- [ARTICLE]:
Genuine trading produces a wide, unbiased spread of transaction sizes whose leading digits follow Benford's Law (digit 1 ~30.1%, declining to ~4.6% for digit 9). Wash traders typically use bots with fixed lot sizes or round-number amounts, which violates this distribution.

Metric What it measures
Chi-square statistic Whether the overall digit distribution deviates significantly from Benford's expected distribution
Z-score (per digit) Whether any individual digit (1-9) appears with significantly higher or lower frequency than expected
Mean Absolute Deviation (MAD) Composite measure of distributional divergence; values above 0.015 indicate non-conformity

These signals alone are not definitive — legitimate high-frequency market makers can also produce non-Benford distributions, which is why LedgerLens combines Benford signals with the feature/ML layer.

Planned ML Feature Catalogue (Phase 2)

The full ensemble (Random Forest, XGBoost, LightGBM) trained with SMOTE for class imbalance will extend the current heuristic features with:

  • Benford features (15) — chi-square, z-score, and MAD for transaction amounts across 5 rolling windows (1h, 4h, 24h, 7d, 30d)
  • Trade pattern features — counterparty concentration, round-trip frequency, self-matching rate, order cancellation rate and timing
  • Volume and timing features — volume-to-unique-counterparty ratio, intra-minute clustering, off-hours activity ratio, volume spike frequency
  • Wallet graph features — funding source similarity, network centrality within trading clusters, account age at time of activity

Models will be evaluated using AUC-ROC, Precision-Recall AUC, and F1-score, with SHAP values providing interpretable explanations for each risk score.

On-Chain Registry

contracts/ledgerlens-score is a Soroban contract that stores the latest risk score per (wallet, asset_pair). The authorised LedgerLens service account writes scores via submit_score; any other contract can read them via get_score, enabling composable on-chain risk gating for AMMs, lending protocols, and DEX aggregators. The full standalone contract project lives in Ledgerlens-contract.

Testing

pytest

The test suite covers the Benford's Law engine, feature extraction, the risk-scoring layer, Horizon ingestion (mocked transports), and the full API surface via FastAPI's TestClient.

Quick Start

python3 -m venv .venv
source .venv/bin/activate
pip install -r requirements.txt

# Run the API (serves the demo dataset)

- [RECORDS]:
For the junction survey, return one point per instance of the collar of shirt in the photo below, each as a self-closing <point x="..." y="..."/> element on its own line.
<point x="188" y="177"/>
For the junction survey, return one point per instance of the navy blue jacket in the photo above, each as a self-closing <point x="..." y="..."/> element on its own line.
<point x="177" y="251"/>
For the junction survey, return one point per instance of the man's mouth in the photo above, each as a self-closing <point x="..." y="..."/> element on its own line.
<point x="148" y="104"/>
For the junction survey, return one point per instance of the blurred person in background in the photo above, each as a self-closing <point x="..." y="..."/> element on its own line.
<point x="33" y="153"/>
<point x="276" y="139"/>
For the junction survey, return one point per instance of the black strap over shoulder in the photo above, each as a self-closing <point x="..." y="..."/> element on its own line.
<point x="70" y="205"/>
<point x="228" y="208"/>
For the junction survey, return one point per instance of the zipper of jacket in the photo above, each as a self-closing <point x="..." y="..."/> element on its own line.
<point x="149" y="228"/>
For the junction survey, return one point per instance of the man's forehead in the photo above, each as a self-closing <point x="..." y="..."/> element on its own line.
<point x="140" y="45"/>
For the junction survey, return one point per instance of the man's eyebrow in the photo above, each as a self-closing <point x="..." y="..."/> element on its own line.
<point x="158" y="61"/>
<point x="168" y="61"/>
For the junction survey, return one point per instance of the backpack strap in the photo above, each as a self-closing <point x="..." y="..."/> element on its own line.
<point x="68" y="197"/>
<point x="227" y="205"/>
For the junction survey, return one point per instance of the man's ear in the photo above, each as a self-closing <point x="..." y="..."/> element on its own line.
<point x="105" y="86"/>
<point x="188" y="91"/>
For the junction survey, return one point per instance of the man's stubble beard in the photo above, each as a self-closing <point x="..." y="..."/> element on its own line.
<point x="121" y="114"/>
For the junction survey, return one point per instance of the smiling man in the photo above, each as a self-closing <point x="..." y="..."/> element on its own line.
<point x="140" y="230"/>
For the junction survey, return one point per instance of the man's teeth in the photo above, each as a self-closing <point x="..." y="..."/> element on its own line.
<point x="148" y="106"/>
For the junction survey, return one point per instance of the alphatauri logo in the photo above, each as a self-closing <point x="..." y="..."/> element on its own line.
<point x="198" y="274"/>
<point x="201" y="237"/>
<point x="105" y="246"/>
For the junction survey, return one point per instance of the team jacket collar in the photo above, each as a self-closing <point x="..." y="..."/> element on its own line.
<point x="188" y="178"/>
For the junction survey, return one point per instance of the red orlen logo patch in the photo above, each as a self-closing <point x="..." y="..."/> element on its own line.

- [OBJECTIVE]: Name every rolling time window that the LedgerLens text says its Benford features are computed across. The material was taken from a separate source and is unrelated to the text.

- [EXPECTED ANSWER]: The windows are 1h, 4h, 24h, 7d, and 30d.